PROBLEMS TO SOLVE:
A. What can incomplete recovery from AKI lead to, according to the proposal on exosomes in acute kidney injury?
B. Continue the proposal on exosomes in acute kidney injury from its final sentence.

═══ EXERCISE PASSAGE ═══

Acute kidney injury (AKI) is a condition that results in an abrupt decrease in renal function. AKI is associated with morbidity, mortality, and health care costs. Unfortunately, the incidence rate of AKI in hospitalized patients is still increasing. Furthermore, incomplete recovery from AKI leads to chronic kidney disease (CKD), and in some cases, end-stage renal disease, which is also associated with significant morbidity, mortality, and cost. To date, we lack methods to predict which patients will suffer long-term sequelae from AKI and treatments for AKI except for supportive care. Exosomes, nanometer-sized extracellular vesicles have been recognized as a fingerprint of the cellular states, as well as a mode of intercellular communication in physiological and pathophysiological conditions. We recently identified the role of exosomes in renal cell tubule growth, which is recapitulated and required for renal tubule regrowth from damaged kidneys in AKI. Given the lack of clinical therapies and the critical links between AKI and CKD, we will focus on whether exosomes released in AKI is an endogenous recovery mechanism, which might be a tool to both treat AKI and prevent CKD. This proposal investigates the role of urinary exosome proteins in recovery following AKI:
Aim 1 will investigate how exosomes are produced, and their impact on in vitro healing and tubule growth in the tubules-on-dish. We will manipulate the gene expression and/or mutation of regulatory proteins in exosome biogenesis, in order determine the effects of the manipulation in renal cell tubule growth.

═══ INFORMATION GIVEN ═══

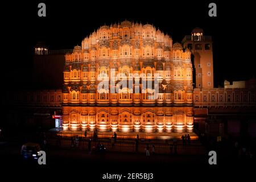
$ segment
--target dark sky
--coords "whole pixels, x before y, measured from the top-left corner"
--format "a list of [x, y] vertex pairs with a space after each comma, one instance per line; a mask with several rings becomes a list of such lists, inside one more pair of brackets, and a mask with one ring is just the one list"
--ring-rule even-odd
[[[215, 86], [225, 78], [230, 81], [248, 79], [254, 75], [256, 61], [251, 53], [255, 40], [254, 6], [250, 1], [225, 1], [225, 3], [222, 1], [67, 1], [53, 3], [42, 0], [4, 3], [1, 27], [2, 45], [6, 48], [2, 51], [6, 50], [9, 55], [5, 61], [2, 60], [5, 68], [8, 68], [4, 69], [7, 73], [4, 74], [5, 80], [17, 85], [28, 82], [24, 80], [31, 76], [33, 47], [37, 42], [46, 42], [50, 49], [71, 49], [80, 45], [82, 39], [101, 25], [125, 19], [152, 23], [168, 32], [174, 43], [180, 42], [193, 28], [202, 28], [205, 35], [213, 37]], [[46, 4], [46, 18], [38, 16], [37, 6], [40, 2]], [[217, 17], [208, 16], [210, 2], [217, 4]]]

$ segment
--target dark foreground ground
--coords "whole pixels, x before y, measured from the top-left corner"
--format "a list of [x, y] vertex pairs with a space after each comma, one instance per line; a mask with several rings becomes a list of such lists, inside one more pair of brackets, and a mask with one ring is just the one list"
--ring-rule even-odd
[[[238, 177], [243, 180], [248, 178], [254, 181], [255, 178], [254, 158], [236, 155], [224, 146], [217, 151], [217, 164], [209, 165], [210, 148], [205, 148], [198, 140], [185, 146], [179, 141], [176, 155], [170, 153], [166, 141], [150, 141], [151, 144], [156, 144], [156, 154], [151, 152], [148, 157], [144, 151], [146, 143], [141, 142], [139, 151], [136, 152], [130, 141], [118, 139], [112, 148], [108, 140], [101, 140], [108, 149], [105, 154], [101, 154], [89, 152], [85, 139], [81, 140], [79, 147], [72, 147], [69, 138], [62, 138], [60, 145], [55, 138], [51, 138], [47, 139], [45, 150], [47, 164], [40, 166], [37, 162], [21, 158], [24, 136], [8, 139], [0, 142], [0, 173], [1, 176], [6, 175], [10, 180], [18, 177], [28, 181], [231, 181]], [[92, 147], [97, 143], [92, 142]], [[107, 173], [122, 175], [123, 177], [120, 180], [103, 179]], [[154, 178], [128, 179], [129, 173], [153, 173]]]

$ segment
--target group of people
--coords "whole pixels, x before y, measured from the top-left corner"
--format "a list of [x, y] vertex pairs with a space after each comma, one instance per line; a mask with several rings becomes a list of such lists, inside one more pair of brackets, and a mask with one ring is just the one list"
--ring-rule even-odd
[[185, 136], [183, 135], [181, 138], [182, 139], [182, 143], [184, 146], [186, 145], [187, 143], [188, 144], [190, 144], [191, 139], [189, 134], [188, 134], [187, 135], [185, 134]]
[[[147, 143], [146, 147], [145, 147], [145, 151], [146, 151], [146, 156], [149, 156], [150, 155], [150, 146], [149, 146], [149, 144]], [[155, 154], [155, 145], [153, 144], [152, 144], [152, 153], [153, 154]]]
[[75, 138], [71, 137], [71, 147], [79, 148], [80, 140], [80, 139], [78, 135], [76, 135]]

═══

TASK-BY-TASK OUTPUTS:
A. Chronic kidney disease (CKD), and in some cases end-stage renal disease.

B.
Aim 2 will investigate the role of controlled exosome release in in vivo mouse models of AKI. Using longitudinal analyses of urinary exosomes released during AKI, viral delivery of exosome-incompetent target proteins, and engineered exosome-mediated protein delivery, we will investigate the role of exosome-loaded proteins in renal tubule regrowth. Signal transfer via exosomes within proximal tubules and proximal-to-distal tubules during AKI will be determined as well. The results of these studies will determine if exosome release is an endogenous recovery mechanism following AKI, and may generate therapeutic targets, as well as candidate prognostic biomarkers for future studies in patients suffering from AKI.
To date, there are no treatments for acute kidney injury (AKI), aside from supportive care, and no methods to predict which patients will recover from AKI during supportive care. Here, to address these challenges, we propose to study virus-sized extracellular vesicles (called exosomes) released during AKI and determine how exosome release is involved in kidney tubule regrowth following AKI. Successful completion of these studies will generate therapeutic targets, as well as candidate prognostic biomarkers for future studies in patients suffering from AKI.